Extracted entries:
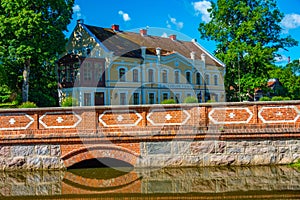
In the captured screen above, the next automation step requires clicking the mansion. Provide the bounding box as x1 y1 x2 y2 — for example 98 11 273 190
57 19 226 106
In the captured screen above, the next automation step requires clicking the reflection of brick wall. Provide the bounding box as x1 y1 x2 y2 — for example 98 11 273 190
62 171 141 195
1 101 300 169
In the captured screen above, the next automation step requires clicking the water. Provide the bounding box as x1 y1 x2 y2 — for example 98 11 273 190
1 166 300 199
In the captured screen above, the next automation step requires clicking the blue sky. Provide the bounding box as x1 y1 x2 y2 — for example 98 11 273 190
67 0 300 65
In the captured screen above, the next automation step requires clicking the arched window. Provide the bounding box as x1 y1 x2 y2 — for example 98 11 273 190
214 75 218 85
196 72 201 85
119 68 126 82
205 74 210 85
148 69 154 82
175 70 180 84
186 71 191 84
162 69 168 83
133 69 139 82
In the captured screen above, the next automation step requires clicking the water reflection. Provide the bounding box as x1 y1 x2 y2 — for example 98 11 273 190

Exercise brief:
Copy out the entries verbatim and leave the images out.

Response to this task:
In the captured screen above, the next automation step requires clicking the mansion. Provide the bounding box as x1 y1 x2 y2 — for example 98 11 273 190
57 19 226 106
In the captured screen above, the next automation step requires clicking the reflection of brick wall. Provide the bounding box as x1 y1 x2 y2 — for example 98 11 273 190
62 171 141 195
1 101 300 169
In the captured screen above, the next automation step requires clicking the water. Provide the bounding box as x1 y1 x2 y2 — for example 98 11 273 190
1 166 300 199
In the captured screen above, the next automation step requires clicking the blue sky. Provide the bounding box as x1 y1 x2 y2 — for example 98 11 273 190
67 0 300 65
In the captured screen above, the next automation step requires clicking the arched window. Provide the bounding box as x1 y1 x2 y2 — for example 98 11 273 190
214 75 218 85
196 72 201 85
119 68 126 82
205 74 210 85
148 69 154 82
175 70 180 84
186 71 191 84
162 69 168 83
133 69 139 82
In the captured screen above, the next automation step requires clicking the water reflection. Provide the bounding box as x1 y1 x2 y2 — for example 98 11 273 190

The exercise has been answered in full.